→ **LISTING**

>>>>

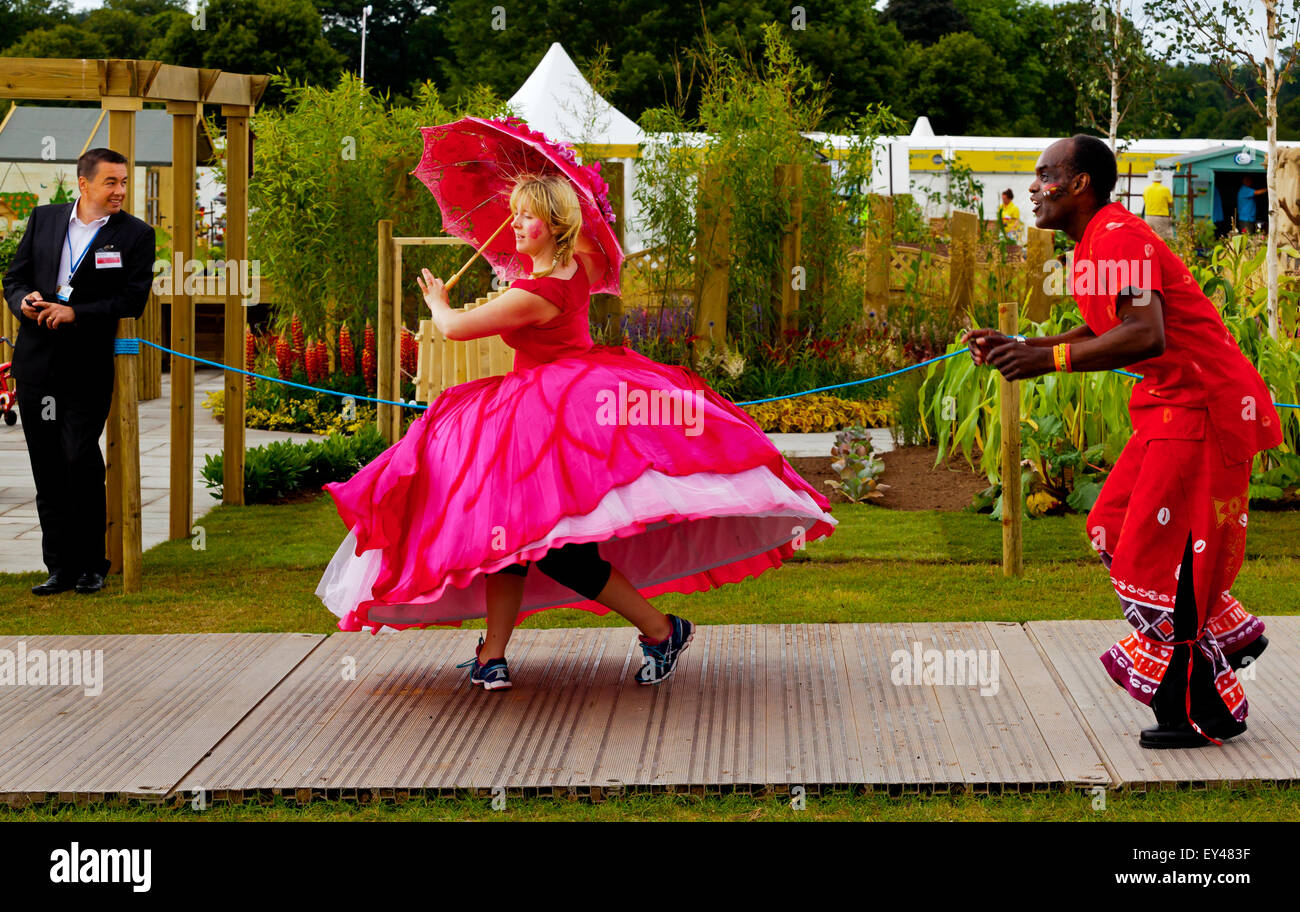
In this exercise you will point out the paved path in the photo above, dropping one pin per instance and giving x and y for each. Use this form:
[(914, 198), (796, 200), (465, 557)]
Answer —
[(20, 528)]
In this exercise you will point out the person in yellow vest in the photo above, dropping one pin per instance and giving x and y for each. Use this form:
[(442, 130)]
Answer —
[(1009, 217), (1157, 207)]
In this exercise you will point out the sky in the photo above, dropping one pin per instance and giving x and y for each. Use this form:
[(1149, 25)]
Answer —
[(1257, 43)]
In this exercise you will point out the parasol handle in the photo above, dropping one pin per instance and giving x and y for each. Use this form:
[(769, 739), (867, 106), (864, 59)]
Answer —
[(455, 278)]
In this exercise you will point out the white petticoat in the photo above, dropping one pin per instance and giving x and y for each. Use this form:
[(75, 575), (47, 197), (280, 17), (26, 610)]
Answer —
[(726, 517)]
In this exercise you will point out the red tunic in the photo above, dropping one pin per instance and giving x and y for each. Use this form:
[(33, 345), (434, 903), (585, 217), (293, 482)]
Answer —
[(1200, 413)]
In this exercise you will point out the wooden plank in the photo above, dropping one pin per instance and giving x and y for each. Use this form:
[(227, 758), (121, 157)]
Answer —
[(185, 117), (269, 739), (1009, 416), (1039, 251), (50, 79), (235, 322), (122, 467), (1062, 730), (612, 665), (165, 702), (1114, 719), (789, 183), (713, 259), (961, 274), (385, 329)]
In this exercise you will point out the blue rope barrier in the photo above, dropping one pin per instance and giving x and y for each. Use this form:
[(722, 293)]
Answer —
[(276, 380), (869, 380), (1126, 373), (133, 346)]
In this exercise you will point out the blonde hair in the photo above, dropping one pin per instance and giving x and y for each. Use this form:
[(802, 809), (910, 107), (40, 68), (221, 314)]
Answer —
[(554, 200)]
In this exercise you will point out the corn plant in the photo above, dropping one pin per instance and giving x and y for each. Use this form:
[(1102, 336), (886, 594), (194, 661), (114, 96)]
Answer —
[(857, 467)]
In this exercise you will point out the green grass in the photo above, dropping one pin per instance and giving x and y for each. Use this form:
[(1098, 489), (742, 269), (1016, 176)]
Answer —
[(1214, 804), (260, 567)]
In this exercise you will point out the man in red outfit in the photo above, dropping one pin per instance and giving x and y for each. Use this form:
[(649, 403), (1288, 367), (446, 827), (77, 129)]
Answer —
[(1170, 521)]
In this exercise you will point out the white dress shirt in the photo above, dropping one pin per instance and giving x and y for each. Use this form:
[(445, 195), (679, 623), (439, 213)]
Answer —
[(79, 234)]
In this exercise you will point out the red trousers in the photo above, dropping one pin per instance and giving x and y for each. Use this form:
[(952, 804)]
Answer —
[(1166, 499)]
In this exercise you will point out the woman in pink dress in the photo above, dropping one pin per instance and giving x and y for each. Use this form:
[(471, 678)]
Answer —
[(620, 477)]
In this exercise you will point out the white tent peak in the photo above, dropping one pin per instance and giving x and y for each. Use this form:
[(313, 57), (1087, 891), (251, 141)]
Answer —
[(559, 101)]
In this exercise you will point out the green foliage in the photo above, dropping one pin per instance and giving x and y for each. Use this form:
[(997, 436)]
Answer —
[(1073, 424), (264, 37), (818, 413), (282, 468), (857, 467), (326, 169), (752, 118)]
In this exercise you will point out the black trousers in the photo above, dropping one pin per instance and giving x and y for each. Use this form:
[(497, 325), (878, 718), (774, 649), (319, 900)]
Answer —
[(63, 422), (577, 565), (1169, 699)]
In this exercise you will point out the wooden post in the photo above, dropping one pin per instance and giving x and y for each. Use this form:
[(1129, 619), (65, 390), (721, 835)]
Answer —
[(713, 259), (789, 183), (611, 305), (124, 456), (878, 243), (237, 316), (385, 365), (122, 444), (185, 116), (961, 268), (1009, 392), (1038, 252)]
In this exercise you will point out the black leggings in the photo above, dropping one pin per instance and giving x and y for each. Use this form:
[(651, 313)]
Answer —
[(577, 565), (1168, 702)]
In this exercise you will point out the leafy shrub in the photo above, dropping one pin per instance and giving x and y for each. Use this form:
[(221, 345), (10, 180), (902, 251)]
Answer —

<<<<

→ **GIVEN PROBLEM**
Repeat all of the records with every "photo above" swapped for "image above" and nothing else changed. Leave the pictures out of your answer.

→ **CORRECT ANSWER**
In this exercise you will point out the paved path in the image above, dropping one pin per instance and giving x and y for each. Use this form:
[(914, 198), (796, 200), (465, 557)]
Answer —
[(20, 528)]
In this exercise you will point out the person in yellow vest in the image above, dropping one pin per instance and giving x and y for each. Use this form:
[(442, 130)]
Answer —
[(1009, 217), (1157, 207)]
In this exercise you will point out the sky in the image above, dropping one pin per instance and giving x and y for each. Use this form:
[(1149, 25)]
Answer —
[(1257, 43)]
In this exercise you will point out the parasol handle in the image above, dropping one pin per instance and giving x and y for each. Use this form:
[(769, 739), (867, 106), (864, 59)]
Answer —
[(455, 278)]
In this exercise you will point out the white petticoat in the image above, dropping one pin per instance and giving x and y for each. Use this form:
[(75, 575), (47, 197), (280, 17), (26, 610)]
Answer —
[(726, 517)]
In this exercise you will point out the red tunic in the image above, dropping one pin per instance and giving x and y for each. Use this form:
[(33, 345), (434, 903), (585, 217), (293, 482)]
Answer —
[(1200, 413)]
In this exercise you will point out the wooden plank in the image above, dropping one pin per instance and giving x and y for each. Use this form:
[(227, 758), (121, 157)]
Answer —
[(185, 117), (269, 739), (1009, 416), (1039, 251), (50, 79), (235, 322), (122, 467), (1062, 730), (612, 665), (165, 702), (1114, 719), (789, 183), (713, 259), (961, 274), (385, 329)]
In this exercise you will point out the blue rope barrier in the image above, dropping one pin per instance and giving x and y for each. Use this form:
[(722, 293)]
Answer —
[(276, 380), (869, 380), (1126, 373), (133, 346)]
In this exercise you will point out the blonde hair in the image above, dropping one pin per instance and giving x and y for each. Use this form:
[(802, 809), (910, 107), (40, 68), (221, 314)]
Answer —
[(554, 200)]
In this exercise you will point out the corn plant in the image above, dropping one pin per instance and giving x and y for each. Use this form:
[(1102, 336), (886, 594), (194, 661), (114, 96)]
Answer —
[(857, 467)]
In this exercise you will point out the green grass in the image above, dropping one pin per instance and giving x and y for each. Use this form:
[(1098, 489), (742, 269), (1016, 176)]
Answer —
[(1214, 804), (260, 567)]
In this exercise you will point out the man in red outfit in the image above, dropping one pin per instance and giving x and y for each. Use this form:
[(649, 403), (1288, 367), (446, 827), (77, 129)]
Answer —
[(1170, 521)]
In this exercise you will point out the white dress shirt in the image above, dropping one pin per instance and giving x and y for each. Use this form:
[(445, 195), (679, 623), (439, 213)]
Answer —
[(79, 234)]
In this exercise you will point out the red trousers in the image above, dropping one pin per instance and giving x and y for each. Use this form:
[(952, 804)]
Answer —
[(1166, 499)]
In this exercise you will point out the woman in pink dress in the image above, dropping one pin per instance and giving x and y for each. Use this form:
[(471, 678)]
Answer —
[(620, 477)]
In this exercise you will point out the white tent peak in the image above, dropping one pin per instance and giving x and y for each. Use this form:
[(313, 57), (1087, 891), (251, 141)]
Answer —
[(559, 101)]
In this exercise you will point out the green foliage in the image above, dropping one pin per instance and giving x and y for each. Use this form:
[(997, 436)]
Answer —
[(1073, 424), (264, 37), (818, 413), (282, 468), (857, 467), (326, 169), (752, 118)]
In this exercise you will point out the black trousers in the image above, dropping one pin per instance and giving x and y for each. Use this form:
[(497, 325), (878, 718), (774, 649), (319, 900)]
Answer —
[(63, 422), (577, 565), (1169, 699)]
In this exercise you will point out the wooden post in the image above, dropping one pin per instance and giving x and y for each. Use this form:
[(1129, 619), (65, 390), (721, 835)]
Answer —
[(713, 259), (789, 183), (611, 305), (124, 456), (878, 243), (237, 316), (385, 365), (122, 444), (185, 116), (961, 268), (1009, 392), (1038, 252)]
In this exercise you will point out the black leggings in the image above, dropping one pin per instance and giving x and y for each. Use this form:
[(651, 313)]
Answer —
[(577, 565), (1168, 702)]
In this exercise you will point out the leafy shrub in the image above, dropping one pin per instance and giving x and y for each. Use this form:
[(221, 345), (10, 180), (902, 251)]
Answer —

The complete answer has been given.